Migrer vers un nouveau système
Une mesure incompréhensible pour le syndicat, alors même que la future PAC se veut plus ambitieuse sur le plan de la transition écologique. « Il faut réellement rémunérer les services environnementaux fournis, pour inciter à arrêter d'utiliser des pesticides et des engrais azotés, et conditionner 25% de l'aide à des pratiques et des labels vertueux, ou à une évolution dans ce sens », a ainsi fait valoir Guillaume Riou, son président. D'autant que, pour les agriculteurs bio, ces revenus supplémentaires ne seraient pas de trop : produire avec ce label coûte plus cher et demande un cahier des charges techniques exigeant, ainsi qu'une plus grande surface, a-t-il souligné.
A Strasbourg, le discours était tout autre : « Les contraintes environnementales deviennent tellement importantes et ubuesques qu'elles sont presque impossibles à mettre en œuvre. On ne peut pas faire que de l'environnement sans tenir compte de l'économie », a déclaré à l'AFP Fabrice Couturier, président de la FDSEA Moselle. Et Eric Thirouin, président de l'Association générale des producteurs de blé (AGPB) d'ajouter que cela risque d'aboutir à « un tiers d'aides en moins (...) pour plus de la moitié » des céréaliers français.

- [EXERCICES PROPOSÉS]
1. D'après le texte sur la PAC, quelle part de l'aide Guillaume Riou veut-il conditionner à des pratiques et des labels vertueux ?
2. Citez, s'il vous plaît, le passage du texte sur la PAC qui va de « A Strasbourg, le » à « des céréaliers français. ».

- [DONNÉES ENREGISTRÉES]
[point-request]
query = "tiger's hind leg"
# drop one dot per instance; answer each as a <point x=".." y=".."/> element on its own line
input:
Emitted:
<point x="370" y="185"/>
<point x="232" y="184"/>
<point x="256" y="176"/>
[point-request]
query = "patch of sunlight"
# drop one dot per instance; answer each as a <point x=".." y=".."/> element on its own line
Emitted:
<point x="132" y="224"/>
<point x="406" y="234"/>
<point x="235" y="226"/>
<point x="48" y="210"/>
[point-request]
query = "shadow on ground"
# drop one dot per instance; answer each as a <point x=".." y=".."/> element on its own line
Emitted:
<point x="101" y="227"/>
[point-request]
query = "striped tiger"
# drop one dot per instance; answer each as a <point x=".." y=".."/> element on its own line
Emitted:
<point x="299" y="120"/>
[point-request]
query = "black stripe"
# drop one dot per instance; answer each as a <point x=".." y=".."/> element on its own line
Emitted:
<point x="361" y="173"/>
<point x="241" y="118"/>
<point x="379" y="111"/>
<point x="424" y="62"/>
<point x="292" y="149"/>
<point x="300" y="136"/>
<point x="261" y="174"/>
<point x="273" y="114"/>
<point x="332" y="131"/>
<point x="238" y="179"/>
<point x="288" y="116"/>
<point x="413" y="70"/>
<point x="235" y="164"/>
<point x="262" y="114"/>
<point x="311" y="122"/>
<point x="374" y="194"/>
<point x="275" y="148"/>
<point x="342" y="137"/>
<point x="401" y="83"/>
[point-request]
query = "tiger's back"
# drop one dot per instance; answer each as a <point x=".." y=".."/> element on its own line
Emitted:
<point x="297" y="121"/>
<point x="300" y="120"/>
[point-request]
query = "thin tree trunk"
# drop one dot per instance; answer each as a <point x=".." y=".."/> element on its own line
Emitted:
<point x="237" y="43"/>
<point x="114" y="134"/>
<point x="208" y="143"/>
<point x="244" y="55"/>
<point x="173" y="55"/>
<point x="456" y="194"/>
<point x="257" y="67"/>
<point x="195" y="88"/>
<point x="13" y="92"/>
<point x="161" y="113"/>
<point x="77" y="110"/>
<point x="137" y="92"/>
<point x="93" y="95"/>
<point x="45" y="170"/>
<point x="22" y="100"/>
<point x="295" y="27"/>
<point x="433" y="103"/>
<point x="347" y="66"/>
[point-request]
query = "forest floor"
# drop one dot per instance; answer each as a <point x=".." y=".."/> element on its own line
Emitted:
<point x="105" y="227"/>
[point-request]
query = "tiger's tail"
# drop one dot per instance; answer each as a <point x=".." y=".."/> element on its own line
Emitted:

- [RÉPONSES PAR TÂCHE]
1. 25 % de l'aide.

2.
A Strasbourg, le discours était tout autre : « Les contraintes environnementales deviennent tellement importantes et ubuesques qu'elles sont presque impossibles à mettre en œuvre. On ne peut pas faire que de l'environnement sans tenir compte de l'économie », a déclaré à l'AFP Fabrice Couturier, président de la FDSEA Moselle. Et Eric Thirouin, président de l'Association générale des producteurs de blé (AGPB) d'ajouter que cela risque d'aboutir à « un tiers d'aides en moins (...) pour plus de la moitié » des céréaliers français.